Convert the records below, starting at the line that contains "Task: identify the floral arrangement" and ending at the last line of the records, into a Markdown table with the columns No. and Line. Number each row and leave out blank lines.

═════ Information shown ═════

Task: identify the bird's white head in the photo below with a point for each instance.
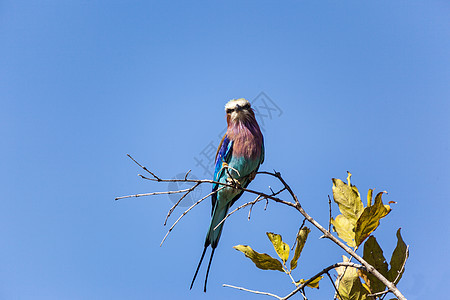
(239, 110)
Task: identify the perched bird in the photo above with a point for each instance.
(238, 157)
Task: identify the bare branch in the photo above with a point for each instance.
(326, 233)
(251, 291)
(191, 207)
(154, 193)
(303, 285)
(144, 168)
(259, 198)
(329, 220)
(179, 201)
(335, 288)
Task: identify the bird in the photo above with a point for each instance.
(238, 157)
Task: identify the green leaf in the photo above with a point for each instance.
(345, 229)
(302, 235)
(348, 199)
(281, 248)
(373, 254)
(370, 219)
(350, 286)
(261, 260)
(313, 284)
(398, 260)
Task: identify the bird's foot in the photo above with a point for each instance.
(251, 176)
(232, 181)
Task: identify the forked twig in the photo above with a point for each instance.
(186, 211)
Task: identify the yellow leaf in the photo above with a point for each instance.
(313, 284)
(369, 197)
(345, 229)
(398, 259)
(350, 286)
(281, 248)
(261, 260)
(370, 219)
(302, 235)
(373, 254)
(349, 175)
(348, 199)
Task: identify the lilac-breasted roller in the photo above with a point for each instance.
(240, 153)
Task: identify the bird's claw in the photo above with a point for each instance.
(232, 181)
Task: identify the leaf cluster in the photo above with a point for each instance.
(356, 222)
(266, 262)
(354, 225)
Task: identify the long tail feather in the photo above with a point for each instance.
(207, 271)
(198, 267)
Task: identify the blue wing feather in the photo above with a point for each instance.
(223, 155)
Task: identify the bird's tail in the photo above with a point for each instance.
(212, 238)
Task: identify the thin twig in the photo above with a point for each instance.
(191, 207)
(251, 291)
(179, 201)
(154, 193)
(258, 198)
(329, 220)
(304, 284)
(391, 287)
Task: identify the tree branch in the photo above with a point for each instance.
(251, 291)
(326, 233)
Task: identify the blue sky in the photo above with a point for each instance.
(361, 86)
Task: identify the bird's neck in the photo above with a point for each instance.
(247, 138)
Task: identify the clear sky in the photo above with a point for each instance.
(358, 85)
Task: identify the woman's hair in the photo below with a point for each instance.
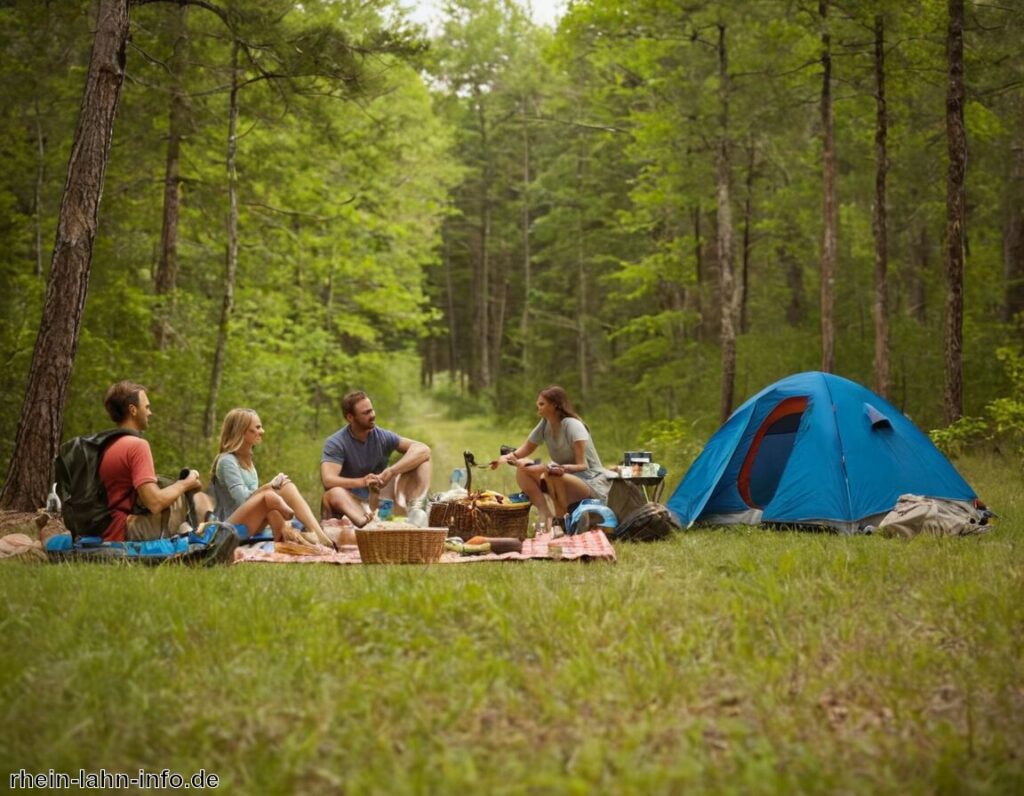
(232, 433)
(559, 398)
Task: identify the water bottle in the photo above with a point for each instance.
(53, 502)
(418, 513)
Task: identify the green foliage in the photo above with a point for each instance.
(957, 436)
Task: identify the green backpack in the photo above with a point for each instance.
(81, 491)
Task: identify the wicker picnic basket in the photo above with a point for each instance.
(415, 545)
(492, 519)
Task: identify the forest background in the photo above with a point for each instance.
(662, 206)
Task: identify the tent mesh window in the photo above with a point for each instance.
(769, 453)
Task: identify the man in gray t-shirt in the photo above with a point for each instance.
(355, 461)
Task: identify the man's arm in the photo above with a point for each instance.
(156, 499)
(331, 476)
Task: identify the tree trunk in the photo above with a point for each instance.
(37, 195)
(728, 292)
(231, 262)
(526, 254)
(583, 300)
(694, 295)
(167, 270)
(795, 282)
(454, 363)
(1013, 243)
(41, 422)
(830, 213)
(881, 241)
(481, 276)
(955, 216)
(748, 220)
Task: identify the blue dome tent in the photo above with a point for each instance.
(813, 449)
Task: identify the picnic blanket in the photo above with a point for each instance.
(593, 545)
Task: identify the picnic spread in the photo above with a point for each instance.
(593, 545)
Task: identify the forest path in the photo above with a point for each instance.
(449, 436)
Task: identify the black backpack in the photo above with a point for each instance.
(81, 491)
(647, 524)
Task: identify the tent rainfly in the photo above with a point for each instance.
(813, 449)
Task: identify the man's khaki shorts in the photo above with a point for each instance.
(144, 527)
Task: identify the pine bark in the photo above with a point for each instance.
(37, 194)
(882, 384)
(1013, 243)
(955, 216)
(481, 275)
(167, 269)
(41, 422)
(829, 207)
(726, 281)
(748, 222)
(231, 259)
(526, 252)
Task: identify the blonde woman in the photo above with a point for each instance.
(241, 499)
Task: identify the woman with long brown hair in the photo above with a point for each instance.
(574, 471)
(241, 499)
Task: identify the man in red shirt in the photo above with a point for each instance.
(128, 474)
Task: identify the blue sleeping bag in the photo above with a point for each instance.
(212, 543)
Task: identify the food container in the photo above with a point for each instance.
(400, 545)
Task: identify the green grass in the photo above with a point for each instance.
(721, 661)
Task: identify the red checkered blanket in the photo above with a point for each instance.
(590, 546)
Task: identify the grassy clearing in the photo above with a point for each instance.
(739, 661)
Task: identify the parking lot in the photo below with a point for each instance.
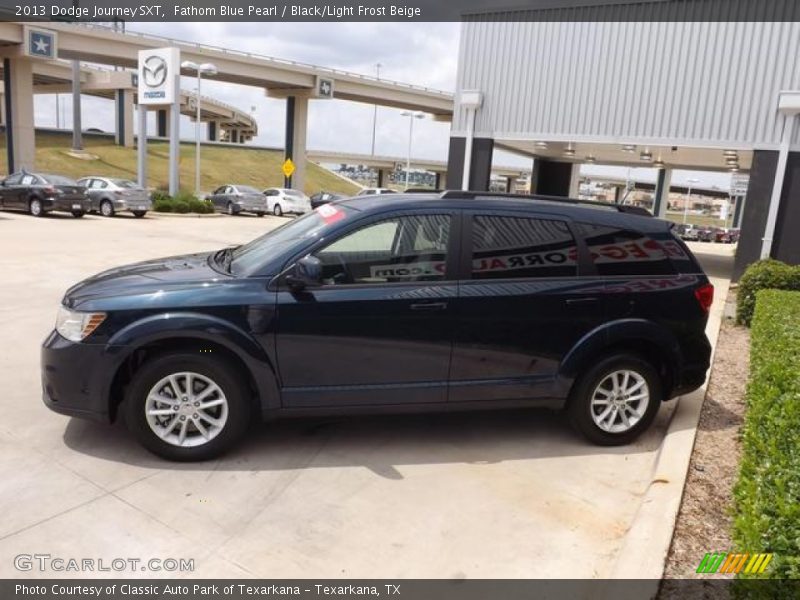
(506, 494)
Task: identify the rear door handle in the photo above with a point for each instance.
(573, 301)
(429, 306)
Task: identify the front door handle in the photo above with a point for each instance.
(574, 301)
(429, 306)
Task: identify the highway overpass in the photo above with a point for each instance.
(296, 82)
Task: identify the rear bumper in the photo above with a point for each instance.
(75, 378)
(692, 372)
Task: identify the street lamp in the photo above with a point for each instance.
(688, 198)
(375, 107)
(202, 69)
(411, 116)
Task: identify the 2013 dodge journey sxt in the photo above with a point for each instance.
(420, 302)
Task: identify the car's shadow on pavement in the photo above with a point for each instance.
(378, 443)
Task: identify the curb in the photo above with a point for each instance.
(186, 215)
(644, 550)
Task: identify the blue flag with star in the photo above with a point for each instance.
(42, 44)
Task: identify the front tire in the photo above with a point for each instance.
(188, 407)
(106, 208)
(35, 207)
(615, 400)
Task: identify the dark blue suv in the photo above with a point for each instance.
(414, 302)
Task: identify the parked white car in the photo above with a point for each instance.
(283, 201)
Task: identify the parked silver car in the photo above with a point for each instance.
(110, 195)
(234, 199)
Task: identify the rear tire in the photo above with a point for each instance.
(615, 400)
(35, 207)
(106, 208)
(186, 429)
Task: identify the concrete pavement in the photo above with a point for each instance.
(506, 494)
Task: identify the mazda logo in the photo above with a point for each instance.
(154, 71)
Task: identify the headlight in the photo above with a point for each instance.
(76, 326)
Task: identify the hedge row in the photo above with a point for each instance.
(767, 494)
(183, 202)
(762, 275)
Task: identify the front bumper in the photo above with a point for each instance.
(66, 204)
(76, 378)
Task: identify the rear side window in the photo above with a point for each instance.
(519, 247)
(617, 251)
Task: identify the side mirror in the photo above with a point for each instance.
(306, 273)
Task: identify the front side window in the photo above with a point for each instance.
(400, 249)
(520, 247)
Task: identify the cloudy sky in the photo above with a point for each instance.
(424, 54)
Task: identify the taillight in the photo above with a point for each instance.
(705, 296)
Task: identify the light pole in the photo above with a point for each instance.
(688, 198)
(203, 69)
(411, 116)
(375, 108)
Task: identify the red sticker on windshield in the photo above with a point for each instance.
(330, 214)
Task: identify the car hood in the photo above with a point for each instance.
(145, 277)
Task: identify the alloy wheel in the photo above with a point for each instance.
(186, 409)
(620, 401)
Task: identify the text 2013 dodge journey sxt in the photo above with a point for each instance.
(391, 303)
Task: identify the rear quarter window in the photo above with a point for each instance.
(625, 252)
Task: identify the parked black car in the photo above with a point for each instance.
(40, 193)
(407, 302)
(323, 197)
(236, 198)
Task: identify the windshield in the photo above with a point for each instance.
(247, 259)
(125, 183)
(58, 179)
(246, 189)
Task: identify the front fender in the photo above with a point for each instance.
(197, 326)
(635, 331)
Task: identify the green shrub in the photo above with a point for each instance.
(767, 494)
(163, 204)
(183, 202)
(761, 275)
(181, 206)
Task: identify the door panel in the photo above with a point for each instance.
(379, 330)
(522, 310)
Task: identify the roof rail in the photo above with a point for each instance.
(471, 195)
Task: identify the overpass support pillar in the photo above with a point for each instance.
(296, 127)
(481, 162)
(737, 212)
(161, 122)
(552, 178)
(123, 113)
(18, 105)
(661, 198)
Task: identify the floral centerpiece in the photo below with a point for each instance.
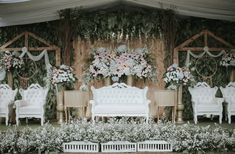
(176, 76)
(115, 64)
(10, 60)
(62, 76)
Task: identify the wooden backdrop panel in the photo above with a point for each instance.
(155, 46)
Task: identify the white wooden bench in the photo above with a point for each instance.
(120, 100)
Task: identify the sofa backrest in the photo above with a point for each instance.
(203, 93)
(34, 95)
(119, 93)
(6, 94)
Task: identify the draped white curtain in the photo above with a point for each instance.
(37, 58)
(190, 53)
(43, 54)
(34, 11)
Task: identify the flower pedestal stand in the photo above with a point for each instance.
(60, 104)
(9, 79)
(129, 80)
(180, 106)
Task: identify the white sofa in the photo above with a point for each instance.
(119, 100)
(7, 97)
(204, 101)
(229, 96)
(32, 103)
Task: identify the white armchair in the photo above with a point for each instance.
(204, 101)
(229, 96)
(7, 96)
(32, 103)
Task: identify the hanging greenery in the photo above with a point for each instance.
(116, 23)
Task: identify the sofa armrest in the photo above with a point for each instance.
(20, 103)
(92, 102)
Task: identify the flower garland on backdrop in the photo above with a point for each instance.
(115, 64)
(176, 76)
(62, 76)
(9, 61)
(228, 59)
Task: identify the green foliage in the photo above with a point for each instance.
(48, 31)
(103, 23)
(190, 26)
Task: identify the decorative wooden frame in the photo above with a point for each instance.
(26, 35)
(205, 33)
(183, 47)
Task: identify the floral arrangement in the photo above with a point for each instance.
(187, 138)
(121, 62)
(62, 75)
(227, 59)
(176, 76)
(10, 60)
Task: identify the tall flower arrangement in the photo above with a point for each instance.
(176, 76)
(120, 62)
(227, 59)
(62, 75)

═════

### Exercise result
| No. | Line |
|---|---|
| 1 | Task: identify the floral arrangement in the photo above with a point for each instance. |
| 2 | (187, 138) |
| 3 | (121, 62) |
| 4 | (62, 75) |
| 5 | (227, 59) |
| 6 | (176, 76) |
| 7 | (10, 60) |
| 8 | Task: identify the tall flower arrangement in the photo above with a point for each instance. |
| 9 | (176, 76) |
| 10 | (120, 62) |
| 11 | (227, 59) |
| 12 | (62, 75) |